-- EXERCISE AIM --
Could you write out the lines from the one with "of the paper" up to and including the one with "[[153, 371]]", requests and all, multiplying every coordinate in the answers by 0.25 and rounding to whole numbers, with halves rounded up?

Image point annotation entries

========

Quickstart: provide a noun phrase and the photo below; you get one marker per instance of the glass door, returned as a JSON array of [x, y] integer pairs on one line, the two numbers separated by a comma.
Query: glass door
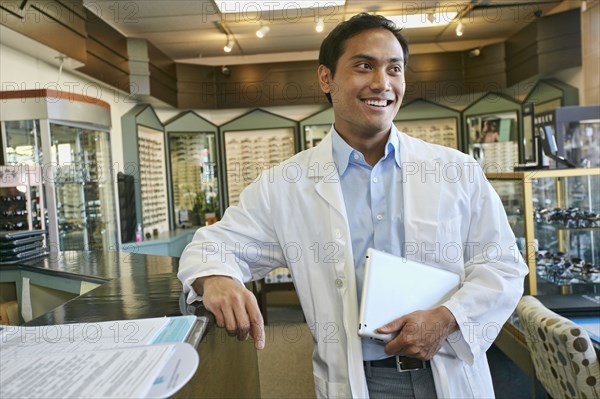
[[85, 206], [195, 187]]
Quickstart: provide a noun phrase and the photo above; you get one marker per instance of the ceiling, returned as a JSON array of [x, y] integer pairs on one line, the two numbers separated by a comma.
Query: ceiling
[[193, 31]]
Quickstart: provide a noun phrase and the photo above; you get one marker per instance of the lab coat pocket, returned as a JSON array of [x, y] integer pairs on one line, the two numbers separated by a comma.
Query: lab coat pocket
[[325, 389], [437, 242]]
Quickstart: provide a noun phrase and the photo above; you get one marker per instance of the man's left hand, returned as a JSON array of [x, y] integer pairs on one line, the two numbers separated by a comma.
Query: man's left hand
[[420, 334]]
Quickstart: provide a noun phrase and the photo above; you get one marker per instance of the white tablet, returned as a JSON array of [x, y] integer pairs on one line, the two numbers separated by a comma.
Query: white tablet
[[394, 286]]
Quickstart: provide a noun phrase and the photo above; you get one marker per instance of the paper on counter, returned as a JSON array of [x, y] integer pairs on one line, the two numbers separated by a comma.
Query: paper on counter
[[153, 371]]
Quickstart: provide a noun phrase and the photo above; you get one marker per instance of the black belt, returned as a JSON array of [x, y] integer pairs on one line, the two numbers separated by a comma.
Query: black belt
[[406, 363]]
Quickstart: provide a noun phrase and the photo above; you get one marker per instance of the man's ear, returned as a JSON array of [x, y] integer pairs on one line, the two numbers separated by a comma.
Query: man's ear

========

-- SOLUTION FOR THIS PROBLEM --
Quickstart: provide a noun phrase and the photo above; you get one marker per instance of the paper on counter, returned as a JSON array of [x, y] integer pairs on one line, the two numbers separated by a comma.
Query: paper on counter
[[38, 93]]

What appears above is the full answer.